(WHAT YOU SHOULD DO): Pictures do not belong in the copy, so please give every entry below again exactly.

(DATA TO PROCESS):
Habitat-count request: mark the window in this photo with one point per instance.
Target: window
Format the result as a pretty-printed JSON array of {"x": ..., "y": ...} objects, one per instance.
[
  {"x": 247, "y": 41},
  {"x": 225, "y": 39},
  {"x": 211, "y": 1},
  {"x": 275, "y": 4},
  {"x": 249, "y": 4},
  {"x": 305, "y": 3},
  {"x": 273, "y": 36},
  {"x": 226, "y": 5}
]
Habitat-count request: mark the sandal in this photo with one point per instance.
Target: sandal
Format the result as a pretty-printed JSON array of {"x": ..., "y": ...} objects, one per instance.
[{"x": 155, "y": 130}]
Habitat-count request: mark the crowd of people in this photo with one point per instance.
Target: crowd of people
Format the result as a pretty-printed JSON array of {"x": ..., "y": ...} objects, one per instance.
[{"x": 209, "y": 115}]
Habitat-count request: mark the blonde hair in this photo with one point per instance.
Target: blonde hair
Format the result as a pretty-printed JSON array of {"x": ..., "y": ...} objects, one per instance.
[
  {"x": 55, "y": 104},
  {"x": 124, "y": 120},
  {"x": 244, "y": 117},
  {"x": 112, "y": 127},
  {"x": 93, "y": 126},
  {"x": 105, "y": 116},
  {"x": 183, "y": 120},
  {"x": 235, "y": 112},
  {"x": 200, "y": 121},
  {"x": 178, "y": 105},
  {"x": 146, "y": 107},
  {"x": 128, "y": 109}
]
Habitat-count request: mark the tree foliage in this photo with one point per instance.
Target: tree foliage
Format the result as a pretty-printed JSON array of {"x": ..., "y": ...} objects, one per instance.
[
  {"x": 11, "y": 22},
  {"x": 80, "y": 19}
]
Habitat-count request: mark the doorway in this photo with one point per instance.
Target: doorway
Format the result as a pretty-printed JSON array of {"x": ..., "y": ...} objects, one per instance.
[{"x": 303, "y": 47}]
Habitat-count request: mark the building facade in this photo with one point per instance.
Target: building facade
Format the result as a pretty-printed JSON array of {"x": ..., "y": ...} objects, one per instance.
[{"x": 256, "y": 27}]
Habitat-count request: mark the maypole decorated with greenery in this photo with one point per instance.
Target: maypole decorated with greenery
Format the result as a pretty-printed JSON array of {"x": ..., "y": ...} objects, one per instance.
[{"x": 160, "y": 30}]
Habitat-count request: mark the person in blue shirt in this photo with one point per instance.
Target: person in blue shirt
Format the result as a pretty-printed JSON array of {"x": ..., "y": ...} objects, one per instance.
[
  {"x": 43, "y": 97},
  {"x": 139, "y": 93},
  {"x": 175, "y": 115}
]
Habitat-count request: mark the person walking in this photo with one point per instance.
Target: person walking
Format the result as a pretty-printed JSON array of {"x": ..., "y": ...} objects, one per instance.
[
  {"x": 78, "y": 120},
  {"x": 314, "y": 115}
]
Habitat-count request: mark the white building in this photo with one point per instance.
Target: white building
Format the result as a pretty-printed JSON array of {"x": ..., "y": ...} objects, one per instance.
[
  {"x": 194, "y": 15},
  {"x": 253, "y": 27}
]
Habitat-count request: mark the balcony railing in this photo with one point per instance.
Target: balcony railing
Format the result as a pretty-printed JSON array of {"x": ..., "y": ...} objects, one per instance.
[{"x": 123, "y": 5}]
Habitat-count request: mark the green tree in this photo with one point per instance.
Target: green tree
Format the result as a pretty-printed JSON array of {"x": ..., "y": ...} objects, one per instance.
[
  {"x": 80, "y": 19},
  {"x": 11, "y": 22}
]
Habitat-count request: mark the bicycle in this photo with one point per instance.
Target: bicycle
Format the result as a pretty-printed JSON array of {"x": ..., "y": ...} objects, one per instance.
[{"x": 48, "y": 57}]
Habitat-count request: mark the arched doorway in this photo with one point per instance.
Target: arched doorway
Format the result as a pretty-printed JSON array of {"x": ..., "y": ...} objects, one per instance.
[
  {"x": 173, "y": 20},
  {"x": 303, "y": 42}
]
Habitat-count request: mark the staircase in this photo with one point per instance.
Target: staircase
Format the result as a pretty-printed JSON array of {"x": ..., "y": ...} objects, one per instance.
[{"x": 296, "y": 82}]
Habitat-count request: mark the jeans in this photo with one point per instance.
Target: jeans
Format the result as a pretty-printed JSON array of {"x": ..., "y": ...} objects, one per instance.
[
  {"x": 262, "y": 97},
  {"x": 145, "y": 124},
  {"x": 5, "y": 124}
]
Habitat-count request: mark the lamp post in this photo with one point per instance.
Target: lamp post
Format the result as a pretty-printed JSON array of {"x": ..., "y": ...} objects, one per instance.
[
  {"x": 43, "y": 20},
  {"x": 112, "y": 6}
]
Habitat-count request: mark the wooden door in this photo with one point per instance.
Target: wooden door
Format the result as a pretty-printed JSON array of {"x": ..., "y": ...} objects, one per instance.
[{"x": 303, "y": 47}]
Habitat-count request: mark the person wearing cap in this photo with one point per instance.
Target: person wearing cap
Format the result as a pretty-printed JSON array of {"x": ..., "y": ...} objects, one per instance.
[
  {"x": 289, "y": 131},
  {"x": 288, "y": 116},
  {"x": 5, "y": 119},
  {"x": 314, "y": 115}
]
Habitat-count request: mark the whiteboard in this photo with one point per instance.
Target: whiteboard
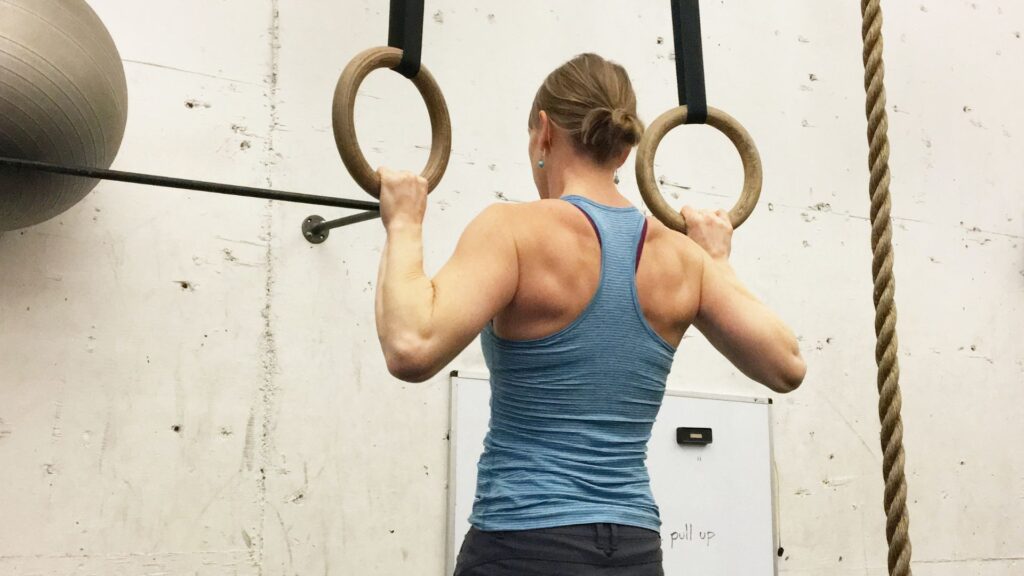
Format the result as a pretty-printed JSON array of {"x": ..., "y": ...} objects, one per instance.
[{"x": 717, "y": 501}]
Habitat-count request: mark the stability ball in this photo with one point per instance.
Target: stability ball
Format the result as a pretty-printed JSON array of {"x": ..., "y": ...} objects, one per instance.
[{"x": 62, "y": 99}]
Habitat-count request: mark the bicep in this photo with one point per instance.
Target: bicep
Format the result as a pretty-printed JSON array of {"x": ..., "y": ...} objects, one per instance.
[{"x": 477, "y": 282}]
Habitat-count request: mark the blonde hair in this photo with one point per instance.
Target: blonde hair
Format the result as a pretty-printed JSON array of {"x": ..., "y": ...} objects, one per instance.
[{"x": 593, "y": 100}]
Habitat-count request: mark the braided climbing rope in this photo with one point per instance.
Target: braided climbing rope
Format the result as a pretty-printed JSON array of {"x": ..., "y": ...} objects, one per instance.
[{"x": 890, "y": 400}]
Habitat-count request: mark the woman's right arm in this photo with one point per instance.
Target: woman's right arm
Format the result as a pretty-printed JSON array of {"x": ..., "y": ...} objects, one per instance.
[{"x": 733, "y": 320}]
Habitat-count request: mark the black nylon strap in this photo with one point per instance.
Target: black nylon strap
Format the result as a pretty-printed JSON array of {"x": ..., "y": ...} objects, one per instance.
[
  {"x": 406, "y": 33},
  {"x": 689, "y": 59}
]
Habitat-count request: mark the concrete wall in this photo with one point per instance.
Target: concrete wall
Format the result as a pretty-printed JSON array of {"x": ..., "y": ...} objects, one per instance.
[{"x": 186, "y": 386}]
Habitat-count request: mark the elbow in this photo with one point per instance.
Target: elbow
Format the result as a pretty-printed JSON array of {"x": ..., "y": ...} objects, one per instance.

(RESPONSE TO THE EXERCISE):
Habitat-count request: mark the window in this photo with one point per instance.
Target: window
Format the result as a pretty-printed JSON array of {"x": ..., "y": ...} objects, one per instance.
[
  {"x": 247, "y": 41},
  {"x": 225, "y": 39},
  {"x": 211, "y": 1},
  {"x": 275, "y": 4},
  {"x": 249, "y": 4},
  {"x": 305, "y": 3},
  {"x": 273, "y": 36},
  {"x": 226, "y": 5}
]
Habitat-count request: mark the sandal in this photo with one point per instance.
Target: sandal
Format the result as a pretty-printed JSON array of {"x": ..., "y": ...} objects, one per instance.
[{"x": 155, "y": 130}]
Habitat-count request: mark the crowd of people in this photo with one point per instance.
Target: crowd of people
Format the result as a pretty-printed JSON array of {"x": ..., "y": ...} objects, one per instance.
[{"x": 209, "y": 115}]
Habitat-count request: mark the blonde hair in this photo with one point per instance.
Target: blonde hair
Format the result as a pretty-printed JSON array of {"x": ..., "y": ...} objects, one per instance.
[
  {"x": 55, "y": 104},
  {"x": 124, "y": 120},
  {"x": 244, "y": 117},
  {"x": 112, "y": 127},
  {"x": 93, "y": 126},
  {"x": 105, "y": 116},
  {"x": 183, "y": 120},
  {"x": 235, "y": 112},
  {"x": 200, "y": 121},
  {"x": 178, "y": 105},
  {"x": 146, "y": 107},
  {"x": 128, "y": 109}
]
Habitat-count request: mark the tree foliage in this photo with one point per instance.
Target: tree foliage
Format the result as a pretty-printed JSON array of {"x": ..., "y": ...} objects, one per instance.
[
  {"x": 11, "y": 22},
  {"x": 80, "y": 19}
]
Habitat-count request: mark the doorway in this photo with one point per instance.
Target: doorway
Format the result as a pretty-printed JSON array of {"x": ..., "y": ...} objects, one per instance.
[{"x": 303, "y": 47}]
Habitat-count request: mark the building facade in this photo with one point per instance.
Target: building facade
Format the result as a pretty-printed JSON array of {"x": ..., "y": ...} objects, one per instance.
[{"x": 256, "y": 27}]
Habitat-count request: mark the maypole decorated with greenery in this photo with one point per instance.
Target: maypole decorated with greenery
Format the result as a pretty-printed JSON array of {"x": ..., "y": ...} objects, one per instance.
[{"x": 160, "y": 30}]
Habitat-count request: mark the person in blue shirt in this photo with one point per instance.
Target: person in blue shirt
Format the result as a pretty-printed JSON array of {"x": ..., "y": ...} objects, one per instance.
[
  {"x": 43, "y": 97},
  {"x": 139, "y": 93},
  {"x": 175, "y": 115}
]
Habitat-count request: mark the person walking in this photo with one point per instance.
Target: person walking
Format the result as a pretty-printed JSON array of {"x": ..., "y": ...} objects, one per instance.
[
  {"x": 78, "y": 120},
  {"x": 314, "y": 115}
]
Habitat-count request: mark the white building in this photo with one point per instance.
Target: white building
Format the result as a pretty-printed JSON array of {"x": ..., "y": ...} objects, one per instance.
[
  {"x": 194, "y": 15},
  {"x": 253, "y": 27}
]
Habitat-count request: mark the balcony railing in this photo with one point per instance.
Target: balcony railing
Format the result as a pretty-printed JSON array of {"x": ..., "y": ...} objects, one per instance.
[{"x": 123, "y": 5}]
Habitat-count request: mark the green tree in this photo with one point per instance.
Target: green tree
Format the result as a pretty-printed JSON array of {"x": ..., "y": ...} objects, one per instance.
[
  {"x": 80, "y": 19},
  {"x": 11, "y": 22}
]
Habitat-count request: mark the bicycle in this photo with one point per instance.
Target: bicycle
Format the result as a pretty-printed JSON array of {"x": ..., "y": ...} objects, one per instance.
[{"x": 48, "y": 57}]
Habitat-count request: mark the arched doorway in this photo with one point per instance.
Target: arched doorway
Format the result as a pretty-printed JSON array of {"x": ..., "y": ...} objects, one per instance.
[
  {"x": 173, "y": 20},
  {"x": 303, "y": 42}
]
Habitat-count request: mark the staircase in this photo with one point per instance.
Target: staircase
Format the result as a pretty-printed JSON array of {"x": ..., "y": ...} objects, one per instance.
[{"x": 296, "y": 82}]
Habitat-count request: mark the jeans in this photo with one point per instance.
Target: jeans
Format the result as a pretty-printed JSON array of {"x": ..., "y": ...} objects, one per instance.
[
  {"x": 262, "y": 97},
  {"x": 145, "y": 124},
  {"x": 5, "y": 124}
]
Habitat-count request: mark the lamp post in this photo with one point per instance.
Target: lamp post
Format the result as a pretty-printed JSON array of {"x": ..., "y": ...} objects, one per instance.
[
  {"x": 43, "y": 20},
  {"x": 112, "y": 6}
]
Habitat-count request: mark the wooden door in this photo with one point per instance.
Target: wooden door
Format the result as a pretty-printed JSON array of {"x": ..., "y": ...} objects, one per instance.
[{"x": 303, "y": 47}]
Habitat-count request: mark the person wearing cap in this photo with one point per instance.
Target: person wearing cap
Format the result as a pretty-printed JSON array of {"x": ..., "y": ...} objects, one per instance.
[
  {"x": 289, "y": 131},
  {"x": 288, "y": 116},
  {"x": 5, "y": 119},
  {"x": 314, "y": 115}
]
Habitat-count request: mark the whiteboard in this photo with one point per instance.
Target: whiteboard
Format the result as a pretty-printed JSON array of {"x": ..., "y": ...} objects, one per instance.
[{"x": 717, "y": 501}]
Habitat-count request: mark the stability ball in this photo with one point per instance.
Target: stability ball
Format the result as a pretty-printed JSON array of {"x": ..., "y": ...} objects, one per instance.
[{"x": 62, "y": 99}]
Habitat-count request: mark the bicep in this photo with one point per instance.
Target: bicep
Format the result as a pretty-printed JSON array of {"x": ..., "y": ...} objects, one per instance.
[{"x": 477, "y": 282}]
Habitat-count request: mark the blonde hair in this photo with one point per instance.
Target: blonde hair
Format the result as a pretty-printed JSON array of {"x": ..., "y": ...} objects, one per instance.
[{"x": 593, "y": 100}]
Habitat-count request: mark the braided climbing rope in this photo with one point per instance.
Target: braided climbing rope
Format the result as a pretty-printed JSON array of {"x": ..., "y": ...} objects, one per instance.
[{"x": 890, "y": 400}]
Habitat-count request: mark the woman's right arm in this photo with one point per instance.
Target: woman's right arm
Format the result as a pretty-printed JSON array of {"x": ..., "y": ...} objects, one per instance.
[{"x": 733, "y": 320}]
Habitat-count request: mark the black nylon strap in this photo with one point per instance.
Target: black nylon strap
Format the result as a pretty-printed JSON array of {"x": ..., "y": ...} objects, one per instance.
[
  {"x": 406, "y": 33},
  {"x": 689, "y": 59}
]
Habitat-count request: mark the concrete wall in this photo with one point per instance.
Target: concrete wall
Format the result as a pretty-printed JSON array of {"x": ..., "y": ...} objects, one per instance.
[{"x": 186, "y": 386}]
Habitat-count request: mark the elbow in this photo with one point per instance.
Target: elbow
Format the result as a pretty-printed JSON array of {"x": ..., "y": ...} objects, one per instance.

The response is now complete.